Stated task:
Reproduce the data verbatim, from the line containing "Assuming the fire" through the end of the data, with both ends included.

+--

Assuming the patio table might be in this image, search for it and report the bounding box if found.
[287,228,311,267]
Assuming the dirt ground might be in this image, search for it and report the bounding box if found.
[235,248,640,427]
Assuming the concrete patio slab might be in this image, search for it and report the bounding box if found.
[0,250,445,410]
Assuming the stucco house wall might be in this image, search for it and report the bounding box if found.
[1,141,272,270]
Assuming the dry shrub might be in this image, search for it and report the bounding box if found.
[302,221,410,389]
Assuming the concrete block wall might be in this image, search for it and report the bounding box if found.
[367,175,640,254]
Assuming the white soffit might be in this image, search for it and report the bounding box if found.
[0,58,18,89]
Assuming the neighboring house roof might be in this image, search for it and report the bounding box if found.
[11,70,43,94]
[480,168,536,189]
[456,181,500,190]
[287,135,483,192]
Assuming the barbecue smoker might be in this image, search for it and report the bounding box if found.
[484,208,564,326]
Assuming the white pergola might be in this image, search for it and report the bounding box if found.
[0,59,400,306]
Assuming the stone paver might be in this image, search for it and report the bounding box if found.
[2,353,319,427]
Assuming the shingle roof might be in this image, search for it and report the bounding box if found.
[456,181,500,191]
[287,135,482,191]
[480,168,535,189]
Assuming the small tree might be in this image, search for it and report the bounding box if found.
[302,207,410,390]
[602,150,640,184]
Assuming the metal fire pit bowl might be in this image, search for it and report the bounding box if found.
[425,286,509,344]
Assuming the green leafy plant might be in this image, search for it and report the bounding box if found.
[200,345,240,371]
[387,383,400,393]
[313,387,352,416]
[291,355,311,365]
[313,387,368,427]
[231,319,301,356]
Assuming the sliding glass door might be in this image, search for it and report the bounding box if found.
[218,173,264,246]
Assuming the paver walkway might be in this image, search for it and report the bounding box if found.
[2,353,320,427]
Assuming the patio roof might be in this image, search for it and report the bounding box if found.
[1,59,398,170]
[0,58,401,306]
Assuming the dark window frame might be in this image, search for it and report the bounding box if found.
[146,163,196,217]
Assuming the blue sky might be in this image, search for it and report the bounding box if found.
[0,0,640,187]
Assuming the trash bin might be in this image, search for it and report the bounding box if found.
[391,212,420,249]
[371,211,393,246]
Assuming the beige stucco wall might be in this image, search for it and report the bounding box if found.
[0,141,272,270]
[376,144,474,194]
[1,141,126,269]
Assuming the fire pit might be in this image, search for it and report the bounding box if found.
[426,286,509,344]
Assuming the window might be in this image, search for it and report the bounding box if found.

+--

Completed task:
Assuming the fire pit might be in this image, search for it and report the bounding box if found.
[426,286,509,344]
Assuming the window might be in this image, search for it and report the bounding box if found.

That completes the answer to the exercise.